И вот там появился Алексей Владимирович Баталов, который с удивительной естественностью, простотой и ясностью показал, создал такую жизнь на экране. И люди полюбили этого очень молодого тогда человека, который вдруг появился на экране, он показал всем понятие того, что такое рабочий класс.

* * *

И по тем временам это была страшная идеологическая акция. Потому что мы строили целый мир и целое будущее в пользу трудового рабочего человека. И вот вместо некой пафосной дури по поводу того, что в рабочих руках у нас все, мы увидели, что рабочие руки это не что-то такое отдельное абстрактное и к жизни имеющее мало отношения, а эти замечательные рабочие руки приделаны к замечательной умной голове, к замечательной веселой улыбке, к замечательно нежно глядящим на мир глазам и замечательно естественному человеку. Исключительно естественному человеку.

* * *

Иосиф Ефимович Хейфиц был грандиозный мастер, у которого был очень смешной, трогательный и мудрый принцип – главный принцип его режиссуры. Он говорил: «Меня страстно интересуют люди из трамвая». Это был очень демократический, ясный и мощный творческий принцип. Его не интересовали образы каких-то небожителей, его интересовали «люди из трамвая». И Баталов первым осуществил мечту Хейфица о том, что любой «человек из трамвая» стоит ста человек из Верховного Совета. Любой «человек из трамвая» – он богаче, потому что жизнь его устроена более естественно и человечно, чем жизнь любого социального небожителя.

▬▬▬▬▬▬▬▬▬▬

** НЕОБХОДИМЫЕ ДЕЙСТВИЯ **
- 1) Перечисли все, к чему, согласно отрывку о Баталове, приделаны рабочие руки.
- 2) Продолжи отрывок о Баталове, начав сразу после его последнего предложения.

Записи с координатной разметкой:
▬▬▬▬▬▬▬▬▬▬

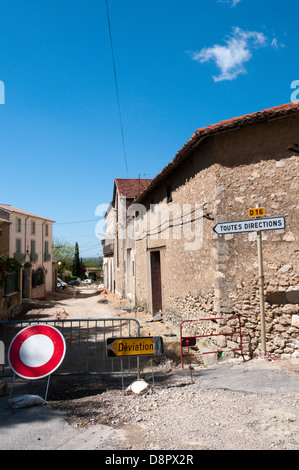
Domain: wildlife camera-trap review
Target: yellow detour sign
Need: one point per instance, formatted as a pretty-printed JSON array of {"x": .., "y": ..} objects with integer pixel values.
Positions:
[
  {"x": 256, "y": 212},
  {"x": 148, "y": 346}
]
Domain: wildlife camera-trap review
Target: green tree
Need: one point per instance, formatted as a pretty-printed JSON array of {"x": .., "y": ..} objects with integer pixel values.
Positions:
[
  {"x": 64, "y": 251},
  {"x": 76, "y": 262}
]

▬▬▬▬▬▬▬▬▬▬

** РЕЗУЛЬТАТЫ ЗАДАНИЙ **
- 1)
- к замечательной умной голове
- к замечательной веселой улыбке
- к замечательно нежно глядящим на мир глазам
- к замечательно естественному человеку

- 2)
Но баталовский трамвай тех ленинградских времен был совершенно особым трамваем. Хотя уже была легенда, что Баталов сразу как появился на свет, его мама уже говорила его папе, а папа вторил, что вроде как да, Баталов из трамвая-то из трамвая, но он из особого трамвая. И кто-то один говорил, что он сын того грандиозного великого мхатовского Баталова, который играл во МХАТе. Это тот самый Баталов, а этот уже его сын. Второй говорил что нет, это ерунда, это не сын, а какой-то дальний родственник. А потом третий говорил, что он не дальний, а близкий родственник, вроде как племянник. Потом выяснилось – да. Племянник того великого Баталова.

* * *

Но вернемся опять в баталовский трамвай той поры. Это был исключительный, совершенно грандиозный трамвай. Я даже не могу сказать – петербургский, питерский. Нет, это был ленинградский трамвай, очень тяжелый и очень нерадостный, очень плохой по климату эпохи только-только закончившегося сталинизма, когда все вроде бы должны вправлять себе вывернутые суставы и вывернутый наизнанку мозг после этого великого победного периода сталинского социализма.


Мать


Конечно, это было абсолютно дрянное, больное, измученное общество. Но посмотрите на этот баталовский трамвай, в который засадил Хейфиц Баталова.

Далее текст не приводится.